=== TO BE DONE ===
Find every line in the records below that contains the string "dark", and copy each of those lines in full.

-*-*-

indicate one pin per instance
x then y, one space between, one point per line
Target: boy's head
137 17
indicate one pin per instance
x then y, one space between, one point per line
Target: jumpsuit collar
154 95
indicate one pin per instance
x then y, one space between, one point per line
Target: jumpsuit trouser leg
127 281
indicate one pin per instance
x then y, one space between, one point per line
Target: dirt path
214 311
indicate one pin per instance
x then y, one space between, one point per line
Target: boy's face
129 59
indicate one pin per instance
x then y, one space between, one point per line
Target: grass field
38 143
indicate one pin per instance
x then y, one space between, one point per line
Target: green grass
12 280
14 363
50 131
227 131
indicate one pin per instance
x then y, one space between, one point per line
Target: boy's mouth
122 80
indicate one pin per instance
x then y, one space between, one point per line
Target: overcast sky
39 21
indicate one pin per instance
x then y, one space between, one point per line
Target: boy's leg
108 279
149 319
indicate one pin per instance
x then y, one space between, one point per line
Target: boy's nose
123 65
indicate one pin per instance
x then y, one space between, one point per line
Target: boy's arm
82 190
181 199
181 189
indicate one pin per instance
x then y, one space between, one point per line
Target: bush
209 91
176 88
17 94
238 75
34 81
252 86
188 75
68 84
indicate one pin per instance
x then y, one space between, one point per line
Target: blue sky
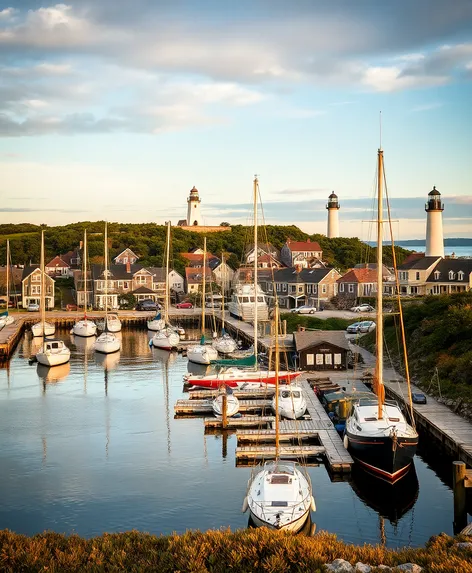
116 109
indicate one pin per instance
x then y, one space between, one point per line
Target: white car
363 308
305 309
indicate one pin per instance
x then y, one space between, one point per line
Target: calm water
95 447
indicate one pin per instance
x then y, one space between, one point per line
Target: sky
116 109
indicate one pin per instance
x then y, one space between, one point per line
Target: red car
184 305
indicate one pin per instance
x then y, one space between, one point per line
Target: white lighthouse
434 234
333 217
194 217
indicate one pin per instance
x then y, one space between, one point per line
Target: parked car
361 327
305 309
418 398
363 308
185 304
148 304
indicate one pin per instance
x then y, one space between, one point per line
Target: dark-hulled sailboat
377 433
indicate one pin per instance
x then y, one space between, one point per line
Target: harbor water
93 447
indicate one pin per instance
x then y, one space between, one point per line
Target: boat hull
383 456
37 329
84 328
244 379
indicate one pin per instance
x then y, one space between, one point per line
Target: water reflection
53 373
390 501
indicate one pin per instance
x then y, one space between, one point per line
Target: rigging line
402 324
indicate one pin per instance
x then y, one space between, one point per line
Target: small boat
291 402
84 327
232 403
238 378
107 342
156 323
53 352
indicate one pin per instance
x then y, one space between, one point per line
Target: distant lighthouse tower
434 234
333 217
193 211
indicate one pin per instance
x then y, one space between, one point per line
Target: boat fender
313 504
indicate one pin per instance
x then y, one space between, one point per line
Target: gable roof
309 338
454 265
359 276
57 261
303 245
418 263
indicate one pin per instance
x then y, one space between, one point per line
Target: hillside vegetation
148 241
439 340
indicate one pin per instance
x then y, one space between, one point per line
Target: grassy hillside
439 337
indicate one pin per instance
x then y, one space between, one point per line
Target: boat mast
379 328
166 301
85 275
203 287
8 275
277 365
256 182
43 287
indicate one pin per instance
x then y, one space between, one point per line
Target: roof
143 290
195 275
359 276
117 271
303 245
309 338
159 274
57 262
454 265
419 263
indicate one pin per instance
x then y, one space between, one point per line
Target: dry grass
249 550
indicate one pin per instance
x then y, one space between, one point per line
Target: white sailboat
377 433
238 377
202 353
279 494
85 327
53 352
225 395
5 318
167 338
224 344
107 342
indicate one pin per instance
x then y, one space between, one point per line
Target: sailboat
238 377
5 318
377 433
279 494
232 403
224 344
107 342
43 328
85 327
202 353
166 338
53 351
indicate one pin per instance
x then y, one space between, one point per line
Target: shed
322 350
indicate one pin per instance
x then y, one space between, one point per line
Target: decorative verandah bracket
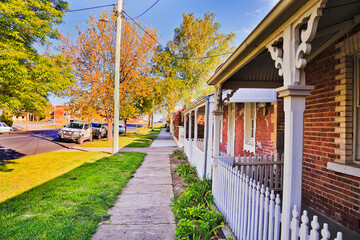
217 119
296 39
289 50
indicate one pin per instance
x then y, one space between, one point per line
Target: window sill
250 148
352 169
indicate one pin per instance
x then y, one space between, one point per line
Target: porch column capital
295 90
217 113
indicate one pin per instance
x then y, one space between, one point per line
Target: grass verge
192 206
70 206
20 175
141 137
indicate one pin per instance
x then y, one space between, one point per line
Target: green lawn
20 175
142 137
71 205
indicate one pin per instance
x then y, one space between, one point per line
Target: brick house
252 128
309 50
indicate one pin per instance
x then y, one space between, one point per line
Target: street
13 146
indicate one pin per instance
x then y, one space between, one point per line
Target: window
221 127
250 127
357 108
231 129
352 167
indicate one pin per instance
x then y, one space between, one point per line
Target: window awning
250 95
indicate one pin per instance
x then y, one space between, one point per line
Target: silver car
5 128
76 131
99 130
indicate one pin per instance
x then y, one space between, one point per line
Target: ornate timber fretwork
218 98
229 95
296 44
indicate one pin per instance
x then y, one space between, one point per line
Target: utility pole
117 78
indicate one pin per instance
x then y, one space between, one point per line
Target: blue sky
237 16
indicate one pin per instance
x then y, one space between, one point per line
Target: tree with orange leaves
93 56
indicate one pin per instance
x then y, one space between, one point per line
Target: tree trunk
152 121
110 129
125 127
149 120
27 120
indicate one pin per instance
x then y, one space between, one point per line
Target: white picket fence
302 232
252 211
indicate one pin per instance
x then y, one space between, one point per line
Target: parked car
99 130
5 128
121 128
76 131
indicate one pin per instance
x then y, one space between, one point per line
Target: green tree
5 117
93 57
27 77
191 57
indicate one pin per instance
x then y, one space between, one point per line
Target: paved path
142 211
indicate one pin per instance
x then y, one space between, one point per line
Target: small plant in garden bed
179 154
192 208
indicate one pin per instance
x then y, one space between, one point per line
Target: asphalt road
13 146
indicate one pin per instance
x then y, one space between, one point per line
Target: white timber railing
253 211
200 144
197 160
196 156
267 170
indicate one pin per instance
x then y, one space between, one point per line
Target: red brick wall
334 194
239 129
265 136
264 128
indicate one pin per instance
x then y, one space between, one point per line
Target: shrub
193 207
183 169
179 154
5 117
200 223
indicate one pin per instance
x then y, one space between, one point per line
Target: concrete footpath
142 211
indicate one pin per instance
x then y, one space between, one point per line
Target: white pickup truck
76 131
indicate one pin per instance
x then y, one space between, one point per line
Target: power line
89 8
146 10
212 56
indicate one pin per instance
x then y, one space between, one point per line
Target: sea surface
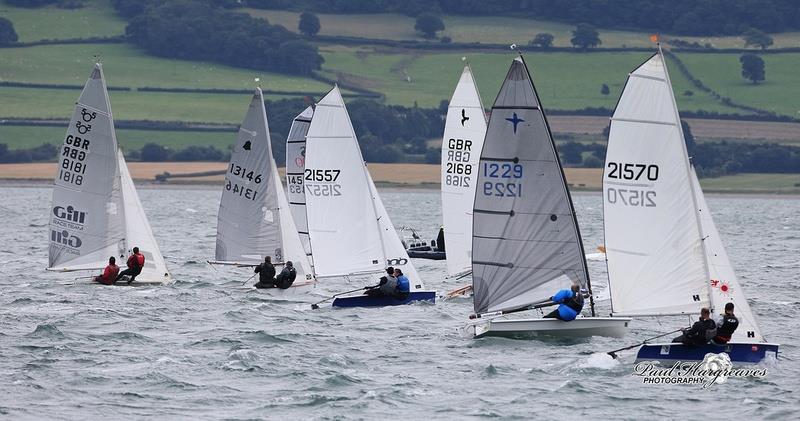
207 348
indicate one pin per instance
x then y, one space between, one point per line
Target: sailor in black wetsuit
701 331
726 325
266 274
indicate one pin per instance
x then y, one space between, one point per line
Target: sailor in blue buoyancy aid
570 304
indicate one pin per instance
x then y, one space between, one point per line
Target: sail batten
526 241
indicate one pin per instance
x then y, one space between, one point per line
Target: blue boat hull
742 353
365 301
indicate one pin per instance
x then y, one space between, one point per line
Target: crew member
109 273
135 264
266 274
403 285
287 276
701 331
570 304
726 325
386 287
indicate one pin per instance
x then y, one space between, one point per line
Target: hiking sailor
135 264
570 304
287 276
386 287
726 325
109 273
266 274
701 331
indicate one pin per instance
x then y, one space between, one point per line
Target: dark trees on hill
429 25
585 36
752 68
7 33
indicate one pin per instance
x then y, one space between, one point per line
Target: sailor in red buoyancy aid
135 265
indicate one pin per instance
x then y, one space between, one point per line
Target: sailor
266 274
403 285
570 304
386 287
726 325
287 276
135 264
109 273
701 331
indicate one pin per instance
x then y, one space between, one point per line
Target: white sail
656 261
254 218
295 165
396 255
342 220
86 219
725 288
526 242
464 131
138 232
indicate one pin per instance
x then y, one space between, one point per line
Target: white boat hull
581 327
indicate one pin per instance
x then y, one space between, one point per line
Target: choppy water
204 348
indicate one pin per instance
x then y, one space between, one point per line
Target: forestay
526 242
138 232
465 129
295 164
656 262
724 286
254 218
86 219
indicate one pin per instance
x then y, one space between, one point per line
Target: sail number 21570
506 179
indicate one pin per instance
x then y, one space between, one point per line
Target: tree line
209 30
686 17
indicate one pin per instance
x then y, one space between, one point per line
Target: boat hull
365 301
742 353
581 327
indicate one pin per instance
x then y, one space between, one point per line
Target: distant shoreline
393 176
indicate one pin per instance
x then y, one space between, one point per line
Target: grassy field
722 72
17 137
126 65
157 106
564 80
490 29
96 19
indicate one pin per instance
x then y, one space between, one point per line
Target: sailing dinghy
254 219
96 211
526 243
664 254
349 228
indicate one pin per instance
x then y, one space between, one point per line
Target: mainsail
96 210
526 241
348 225
87 217
295 164
254 218
724 285
464 132
656 261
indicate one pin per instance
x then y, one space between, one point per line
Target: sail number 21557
505 179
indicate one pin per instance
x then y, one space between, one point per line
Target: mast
689 174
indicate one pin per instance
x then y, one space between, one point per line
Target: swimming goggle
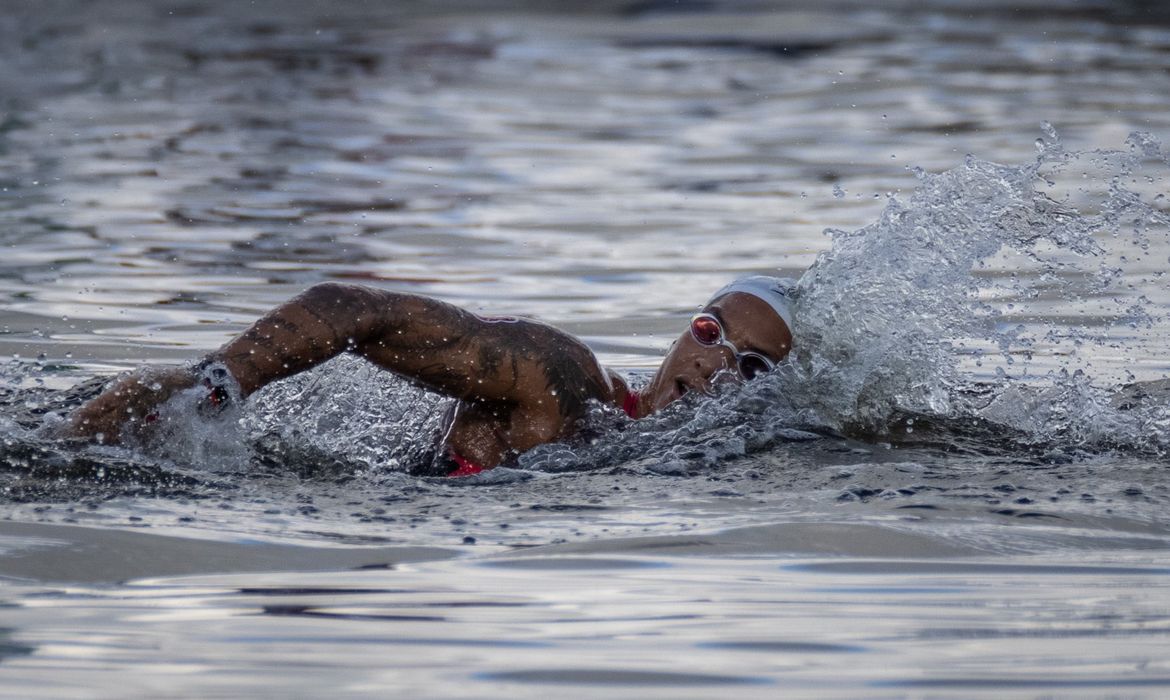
707 330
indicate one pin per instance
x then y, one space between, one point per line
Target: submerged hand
126 403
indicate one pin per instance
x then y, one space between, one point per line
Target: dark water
956 488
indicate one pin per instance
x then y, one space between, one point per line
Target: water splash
889 320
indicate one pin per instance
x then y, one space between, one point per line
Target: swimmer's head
742 331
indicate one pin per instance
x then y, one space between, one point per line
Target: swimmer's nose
711 361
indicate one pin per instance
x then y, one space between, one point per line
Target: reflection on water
661 626
170 172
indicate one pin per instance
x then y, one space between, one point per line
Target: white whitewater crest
993 263
988 296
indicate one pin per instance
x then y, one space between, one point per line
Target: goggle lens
752 365
707 330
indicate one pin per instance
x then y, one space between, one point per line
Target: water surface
950 491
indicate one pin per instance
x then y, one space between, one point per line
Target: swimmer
518 383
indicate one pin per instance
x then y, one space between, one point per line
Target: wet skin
520 383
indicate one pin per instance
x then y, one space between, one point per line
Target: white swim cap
777 292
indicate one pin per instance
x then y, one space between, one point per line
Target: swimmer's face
749 323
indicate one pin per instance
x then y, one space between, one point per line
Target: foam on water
894 324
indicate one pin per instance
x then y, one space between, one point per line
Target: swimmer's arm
126 403
429 342
426 341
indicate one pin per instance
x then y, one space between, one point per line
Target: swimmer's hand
126 404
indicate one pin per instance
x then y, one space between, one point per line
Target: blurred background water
954 492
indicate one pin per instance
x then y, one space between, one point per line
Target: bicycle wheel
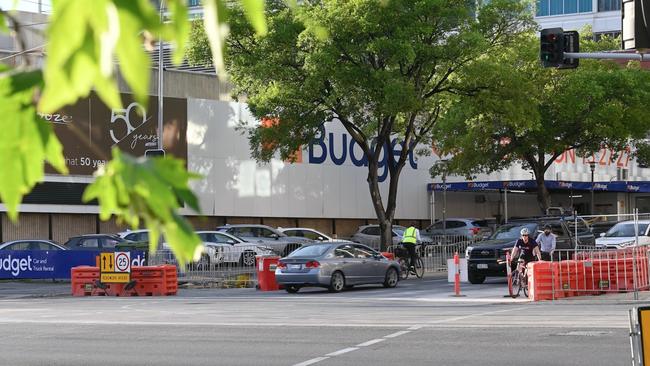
403 268
514 285
419 268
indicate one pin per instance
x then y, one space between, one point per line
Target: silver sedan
335 266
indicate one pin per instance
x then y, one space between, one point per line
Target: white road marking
342 351
312 361
397 334
371 342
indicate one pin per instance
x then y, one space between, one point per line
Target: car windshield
310 251
625 230
512 231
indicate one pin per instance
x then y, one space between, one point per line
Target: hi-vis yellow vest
409 236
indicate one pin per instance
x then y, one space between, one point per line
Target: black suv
483 257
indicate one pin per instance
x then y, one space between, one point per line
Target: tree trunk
543 196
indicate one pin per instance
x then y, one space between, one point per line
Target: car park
487 258
233 249
335 266
267 236
371 235
624 234
471 229
302 232
94 242
32 244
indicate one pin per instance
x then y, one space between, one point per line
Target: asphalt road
416 324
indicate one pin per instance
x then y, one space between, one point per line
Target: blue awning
618 186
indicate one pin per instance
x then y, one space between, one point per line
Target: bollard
457 276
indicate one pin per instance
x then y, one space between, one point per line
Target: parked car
31 244
335 266
267 236
623 235
302 232
232 248
462 228
371 235
483 258
94 242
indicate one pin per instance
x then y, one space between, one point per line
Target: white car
303 232
622 235
231 249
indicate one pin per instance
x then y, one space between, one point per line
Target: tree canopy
532 115
381 69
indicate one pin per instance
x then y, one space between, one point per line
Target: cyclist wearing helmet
528 247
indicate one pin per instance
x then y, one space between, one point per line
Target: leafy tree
532 115
83 39
382 69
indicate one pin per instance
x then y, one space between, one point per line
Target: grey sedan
335 266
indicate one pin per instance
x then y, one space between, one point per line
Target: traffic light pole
608 55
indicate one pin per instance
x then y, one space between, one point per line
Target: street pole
444 201
161 67
592 167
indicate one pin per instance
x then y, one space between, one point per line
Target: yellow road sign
107 262
115 277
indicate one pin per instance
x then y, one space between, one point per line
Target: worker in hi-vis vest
410 238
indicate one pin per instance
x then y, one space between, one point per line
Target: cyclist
528 247
410 238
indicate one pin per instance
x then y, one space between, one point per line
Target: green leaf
215 19
254 10
140 189
26 141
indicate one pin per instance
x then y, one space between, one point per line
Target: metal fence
219 266
435 255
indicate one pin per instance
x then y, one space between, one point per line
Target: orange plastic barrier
145 281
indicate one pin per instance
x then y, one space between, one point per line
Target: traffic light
552 47
152 153
635 15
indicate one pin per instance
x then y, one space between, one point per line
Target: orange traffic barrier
145 281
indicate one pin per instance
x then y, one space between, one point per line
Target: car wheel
337 282
475 278
391 278
292 289
247 258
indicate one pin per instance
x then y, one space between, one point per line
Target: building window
560 7
609 5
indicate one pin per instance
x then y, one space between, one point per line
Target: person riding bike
528 247
410 239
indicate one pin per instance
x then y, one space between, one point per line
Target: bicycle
403 259
517 280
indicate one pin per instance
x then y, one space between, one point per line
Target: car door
346 263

-*-*-

=== ANSWER FOR THIS EXERCISE ===
Target: dark-hulled sailboat
Target: dark trees on hill
Target: dark water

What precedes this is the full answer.